— start of Input for this task —

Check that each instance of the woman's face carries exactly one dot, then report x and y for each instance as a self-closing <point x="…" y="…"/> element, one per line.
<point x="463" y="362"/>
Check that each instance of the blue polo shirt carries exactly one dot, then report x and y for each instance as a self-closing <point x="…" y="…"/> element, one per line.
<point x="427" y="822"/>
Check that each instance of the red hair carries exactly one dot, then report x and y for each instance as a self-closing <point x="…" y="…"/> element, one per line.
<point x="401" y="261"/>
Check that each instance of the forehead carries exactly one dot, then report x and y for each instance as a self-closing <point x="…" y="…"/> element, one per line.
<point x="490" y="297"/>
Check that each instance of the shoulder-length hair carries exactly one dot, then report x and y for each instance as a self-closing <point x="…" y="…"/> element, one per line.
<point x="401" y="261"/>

— end of Input for this task —

→ **Your goal**:
Using the data above, return each line exactly as written.

→ **Written reply**:
Check that each instance of the woman's face carries exactly one dot, then report x and y for each instance as a self-closing <point x="…" y="…"/> element, one per line.
<point x="463" y="362"/>
Check that each instance of the blue polo shirt carries exactly one dot, then report x and y for each instance as a self-closing <point x="…" y="…"/> element, one per line.
<point x="427" y="822"/>
Check that each instance of the red hair carries exactly one dot, then report x and y for each instance as a self-closing <point x="…" y="…"/> element, one per line.
<point x="401" y="261"/>
Check that each instance of the forehead carries exactly one dot, then report x and y for each instance as a self-closing <point x="…" y="…"/> element, one per line.
<point x="490" y="297"/>
Check that each instance of the shoulder-length hair carries exactly one dot, then report x and y for each instance as a self-closing <point x="…" y="…"/> element, one per line.
<point x="401" y="261"/>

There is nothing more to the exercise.